WHAT IS BEING ASKED ▸
Please reproduce exactly the line that contains "Where can the brown" and every line after it through the end of the records below, adding nothing else.

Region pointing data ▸

========================

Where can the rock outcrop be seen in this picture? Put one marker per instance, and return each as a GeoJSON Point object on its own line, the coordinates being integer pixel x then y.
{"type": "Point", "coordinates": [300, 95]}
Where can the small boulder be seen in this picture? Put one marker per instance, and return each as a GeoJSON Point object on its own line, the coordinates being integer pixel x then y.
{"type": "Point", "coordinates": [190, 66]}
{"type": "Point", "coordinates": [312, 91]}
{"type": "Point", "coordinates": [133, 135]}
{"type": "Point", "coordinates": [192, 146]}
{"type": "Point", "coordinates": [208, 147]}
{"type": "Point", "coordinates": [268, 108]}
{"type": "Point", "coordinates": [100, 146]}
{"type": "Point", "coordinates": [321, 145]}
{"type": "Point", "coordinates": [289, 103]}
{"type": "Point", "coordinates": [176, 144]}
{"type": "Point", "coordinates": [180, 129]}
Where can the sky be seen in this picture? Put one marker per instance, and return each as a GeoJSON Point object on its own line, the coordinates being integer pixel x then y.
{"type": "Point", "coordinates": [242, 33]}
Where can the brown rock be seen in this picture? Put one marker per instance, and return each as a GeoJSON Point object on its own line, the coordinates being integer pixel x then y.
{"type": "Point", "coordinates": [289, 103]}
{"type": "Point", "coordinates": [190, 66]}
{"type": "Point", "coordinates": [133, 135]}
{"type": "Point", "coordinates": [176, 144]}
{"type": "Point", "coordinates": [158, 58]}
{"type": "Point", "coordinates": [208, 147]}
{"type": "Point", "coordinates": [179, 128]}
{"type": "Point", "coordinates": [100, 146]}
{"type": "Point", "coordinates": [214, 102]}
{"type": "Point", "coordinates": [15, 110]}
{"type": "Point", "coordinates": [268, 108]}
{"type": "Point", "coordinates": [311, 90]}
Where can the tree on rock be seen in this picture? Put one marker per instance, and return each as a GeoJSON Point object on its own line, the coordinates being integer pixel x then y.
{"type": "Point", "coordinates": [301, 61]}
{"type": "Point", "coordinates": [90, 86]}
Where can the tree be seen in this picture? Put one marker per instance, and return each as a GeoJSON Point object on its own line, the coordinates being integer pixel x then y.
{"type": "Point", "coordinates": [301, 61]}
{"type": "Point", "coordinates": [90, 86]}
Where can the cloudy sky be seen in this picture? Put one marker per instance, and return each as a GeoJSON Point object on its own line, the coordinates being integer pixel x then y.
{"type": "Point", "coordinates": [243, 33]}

========================

ANSWER TO THIS PROBLEM ▸
Where can the brown rock be seen in this picture? Put one marker per instance, and return each as a GeoJSON Point object on its own line, the coordinates being integer pixel x then y.
{"type": "Point", "coordinates": [289, 103]}
{"type": "Point", "coordinates": [190, 66]}
{"type": "Point", "coordinates": [133, 135]}
{"type": "Point", "coordinates": [176, 144]}
{"type": "Point", "coordinates": [158, 58]}
{"type": "Point", "coordinates": [208, 147]}
{"type": "Point", "coordinates": [179, 128]}
{"type": "Point", "coordinates": [100, 146]}
{"type": "Point", "coordinates": [214, 102]}
{"type": "Point", "coordinates": [15, 110]}
{"type": "Point", "coordinates": [268, 108]}
{"type": "Point", "coordinates": [311, 90]}
Where can the tree on rock be seen in this picture? Put one marker per instance, and return each as a GeoJSON Point object on its own line, the coordinates being integer pixel x then y.
{"type": "Point", "coordinates": [301, 61]}
{"type": "Point", "coordinates": [90, 86]}
Where can the tree be seen in this picture? Put one marker per instance, and return each as a GeoJSON Point object on its own line, the coordinates being integer pixel x then y.
{"type": "Point", "coordinates": [301, 61]}
{"type": "Point", "coordinates": [90, 86]}
Where can the cloudy sky be seen in this picture? Put one marker per instance, and return each as a GeoJSON Point object on its own line, the coordinates being integer pixel x then y.
{"type": "Point", "coordinates": [243, 33]}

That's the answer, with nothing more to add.